◆ Records to use ◆
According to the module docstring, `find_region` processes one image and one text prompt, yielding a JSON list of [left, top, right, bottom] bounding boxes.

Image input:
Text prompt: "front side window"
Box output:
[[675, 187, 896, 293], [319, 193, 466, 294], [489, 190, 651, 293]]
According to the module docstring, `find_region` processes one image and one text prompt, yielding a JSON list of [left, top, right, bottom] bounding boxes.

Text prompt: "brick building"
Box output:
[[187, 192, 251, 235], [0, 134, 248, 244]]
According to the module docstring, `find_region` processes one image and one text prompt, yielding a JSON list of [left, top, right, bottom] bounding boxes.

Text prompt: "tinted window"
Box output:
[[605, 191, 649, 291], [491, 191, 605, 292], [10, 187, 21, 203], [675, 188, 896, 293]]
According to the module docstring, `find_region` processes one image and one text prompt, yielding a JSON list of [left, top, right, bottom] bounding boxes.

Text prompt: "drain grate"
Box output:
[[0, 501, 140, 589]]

◆ What you have to do ◆
Return each line of the material in which the string "window" can be found.

◆ Written reply ◆
Text prompt: "front side window"
Text prompt: "tinted window"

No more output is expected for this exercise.